> Data
▬▬▬

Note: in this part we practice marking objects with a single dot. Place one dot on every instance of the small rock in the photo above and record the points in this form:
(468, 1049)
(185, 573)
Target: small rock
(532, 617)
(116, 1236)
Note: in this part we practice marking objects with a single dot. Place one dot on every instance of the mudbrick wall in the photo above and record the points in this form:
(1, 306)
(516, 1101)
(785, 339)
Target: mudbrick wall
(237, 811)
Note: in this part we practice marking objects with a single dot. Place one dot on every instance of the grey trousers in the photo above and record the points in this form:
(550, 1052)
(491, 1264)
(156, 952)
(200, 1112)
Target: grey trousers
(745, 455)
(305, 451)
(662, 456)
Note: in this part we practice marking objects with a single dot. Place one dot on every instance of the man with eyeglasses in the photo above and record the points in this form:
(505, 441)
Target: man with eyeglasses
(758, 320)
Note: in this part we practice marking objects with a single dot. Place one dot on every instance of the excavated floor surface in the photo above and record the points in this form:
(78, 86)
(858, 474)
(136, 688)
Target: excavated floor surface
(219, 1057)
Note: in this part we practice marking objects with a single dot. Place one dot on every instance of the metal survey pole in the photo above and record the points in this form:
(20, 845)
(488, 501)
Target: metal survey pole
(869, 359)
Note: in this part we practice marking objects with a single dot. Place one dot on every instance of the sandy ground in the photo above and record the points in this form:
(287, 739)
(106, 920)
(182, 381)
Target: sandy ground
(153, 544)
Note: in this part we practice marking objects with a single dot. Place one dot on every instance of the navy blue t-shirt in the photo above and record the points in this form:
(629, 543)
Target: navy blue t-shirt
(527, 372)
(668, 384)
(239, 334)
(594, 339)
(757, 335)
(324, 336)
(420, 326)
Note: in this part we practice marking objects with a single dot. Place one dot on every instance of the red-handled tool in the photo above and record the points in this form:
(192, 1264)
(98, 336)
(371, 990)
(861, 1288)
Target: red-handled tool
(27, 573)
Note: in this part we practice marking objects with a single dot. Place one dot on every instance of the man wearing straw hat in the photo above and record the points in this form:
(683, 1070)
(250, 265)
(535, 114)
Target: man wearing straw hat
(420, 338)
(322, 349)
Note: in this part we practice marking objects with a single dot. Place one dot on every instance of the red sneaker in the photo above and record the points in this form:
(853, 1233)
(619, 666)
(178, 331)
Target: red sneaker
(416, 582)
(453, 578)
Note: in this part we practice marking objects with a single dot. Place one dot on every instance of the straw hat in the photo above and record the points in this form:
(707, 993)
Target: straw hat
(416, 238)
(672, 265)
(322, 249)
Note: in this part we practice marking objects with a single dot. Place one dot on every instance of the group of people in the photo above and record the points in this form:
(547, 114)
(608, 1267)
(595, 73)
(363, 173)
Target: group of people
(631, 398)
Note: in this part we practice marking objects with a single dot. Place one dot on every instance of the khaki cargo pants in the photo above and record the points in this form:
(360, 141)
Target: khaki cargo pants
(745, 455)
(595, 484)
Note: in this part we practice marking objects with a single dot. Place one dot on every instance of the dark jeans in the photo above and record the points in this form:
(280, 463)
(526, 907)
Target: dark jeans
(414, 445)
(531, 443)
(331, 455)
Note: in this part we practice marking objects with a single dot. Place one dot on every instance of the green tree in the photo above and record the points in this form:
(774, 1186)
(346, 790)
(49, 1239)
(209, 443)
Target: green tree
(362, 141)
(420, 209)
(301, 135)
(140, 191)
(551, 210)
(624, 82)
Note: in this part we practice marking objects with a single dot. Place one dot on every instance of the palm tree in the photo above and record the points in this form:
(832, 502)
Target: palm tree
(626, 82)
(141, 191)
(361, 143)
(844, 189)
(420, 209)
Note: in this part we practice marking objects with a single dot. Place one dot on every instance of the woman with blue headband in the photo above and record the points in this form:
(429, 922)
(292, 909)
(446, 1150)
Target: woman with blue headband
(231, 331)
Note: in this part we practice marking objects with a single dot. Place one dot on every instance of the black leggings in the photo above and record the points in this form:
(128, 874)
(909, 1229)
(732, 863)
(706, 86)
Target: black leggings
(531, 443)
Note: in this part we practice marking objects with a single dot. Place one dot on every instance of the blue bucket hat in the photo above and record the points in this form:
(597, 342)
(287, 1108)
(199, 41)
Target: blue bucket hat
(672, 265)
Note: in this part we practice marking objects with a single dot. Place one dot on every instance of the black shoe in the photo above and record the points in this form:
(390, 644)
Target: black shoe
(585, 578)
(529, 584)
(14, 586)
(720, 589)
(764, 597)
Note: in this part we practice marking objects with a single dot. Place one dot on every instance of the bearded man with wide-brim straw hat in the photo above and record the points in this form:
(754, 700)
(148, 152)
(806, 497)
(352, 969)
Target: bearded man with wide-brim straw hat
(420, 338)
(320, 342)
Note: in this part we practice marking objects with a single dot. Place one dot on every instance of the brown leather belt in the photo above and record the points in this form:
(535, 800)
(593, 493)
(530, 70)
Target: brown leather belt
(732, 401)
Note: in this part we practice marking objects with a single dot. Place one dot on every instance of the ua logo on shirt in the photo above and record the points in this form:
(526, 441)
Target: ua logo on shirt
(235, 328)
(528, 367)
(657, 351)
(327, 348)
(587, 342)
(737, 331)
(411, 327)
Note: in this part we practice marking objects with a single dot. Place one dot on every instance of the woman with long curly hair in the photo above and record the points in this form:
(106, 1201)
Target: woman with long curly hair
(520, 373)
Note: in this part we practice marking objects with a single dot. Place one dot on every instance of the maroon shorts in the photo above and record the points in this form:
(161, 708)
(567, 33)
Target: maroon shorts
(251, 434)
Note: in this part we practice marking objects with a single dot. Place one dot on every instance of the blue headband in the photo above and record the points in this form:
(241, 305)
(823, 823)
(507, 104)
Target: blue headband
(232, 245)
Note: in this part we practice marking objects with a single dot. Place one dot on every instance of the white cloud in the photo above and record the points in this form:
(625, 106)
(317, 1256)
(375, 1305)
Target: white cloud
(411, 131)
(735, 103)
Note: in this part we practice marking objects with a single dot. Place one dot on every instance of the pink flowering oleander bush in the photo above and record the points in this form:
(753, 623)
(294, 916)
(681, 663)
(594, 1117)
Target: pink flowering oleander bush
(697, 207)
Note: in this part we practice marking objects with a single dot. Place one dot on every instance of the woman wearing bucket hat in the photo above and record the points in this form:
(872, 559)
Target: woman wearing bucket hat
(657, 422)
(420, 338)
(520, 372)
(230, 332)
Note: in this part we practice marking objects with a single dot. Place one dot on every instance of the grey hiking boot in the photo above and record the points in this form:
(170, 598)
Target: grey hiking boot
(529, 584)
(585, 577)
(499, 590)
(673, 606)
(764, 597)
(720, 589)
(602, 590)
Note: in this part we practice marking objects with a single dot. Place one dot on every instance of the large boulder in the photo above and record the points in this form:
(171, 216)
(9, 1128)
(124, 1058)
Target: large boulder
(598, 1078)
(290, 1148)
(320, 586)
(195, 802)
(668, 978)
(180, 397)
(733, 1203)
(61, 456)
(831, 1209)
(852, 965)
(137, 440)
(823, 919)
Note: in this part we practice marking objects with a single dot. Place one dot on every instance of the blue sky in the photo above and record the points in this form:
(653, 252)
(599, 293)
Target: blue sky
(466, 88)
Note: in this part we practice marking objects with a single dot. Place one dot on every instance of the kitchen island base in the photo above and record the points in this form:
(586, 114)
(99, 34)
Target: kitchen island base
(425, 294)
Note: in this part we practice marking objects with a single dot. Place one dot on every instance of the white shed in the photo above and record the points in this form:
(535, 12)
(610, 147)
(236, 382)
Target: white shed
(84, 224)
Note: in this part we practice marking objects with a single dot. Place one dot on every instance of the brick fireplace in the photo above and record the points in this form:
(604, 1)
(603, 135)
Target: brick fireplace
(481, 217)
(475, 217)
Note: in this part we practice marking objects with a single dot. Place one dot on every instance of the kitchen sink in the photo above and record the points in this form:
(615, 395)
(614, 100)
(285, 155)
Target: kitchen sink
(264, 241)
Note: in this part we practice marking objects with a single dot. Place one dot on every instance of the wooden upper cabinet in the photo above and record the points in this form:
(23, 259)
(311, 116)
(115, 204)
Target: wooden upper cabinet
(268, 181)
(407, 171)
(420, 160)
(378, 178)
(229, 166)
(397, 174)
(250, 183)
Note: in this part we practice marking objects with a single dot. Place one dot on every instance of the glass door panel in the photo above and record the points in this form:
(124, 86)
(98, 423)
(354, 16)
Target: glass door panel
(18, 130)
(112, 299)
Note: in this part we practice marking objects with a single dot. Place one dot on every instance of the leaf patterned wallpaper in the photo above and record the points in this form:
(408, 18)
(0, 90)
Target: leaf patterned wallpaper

▬▬▬

> Exercise
Scan the material above for the word "patterned", and copy every line in which it is found.

> Exercise response
Note: in this part we practice marking objects with a single dot. Place one dot on every instance of the leaf patterned wallpaper in the photo above and record the points in this form:
Target: leaf patterned wallpaper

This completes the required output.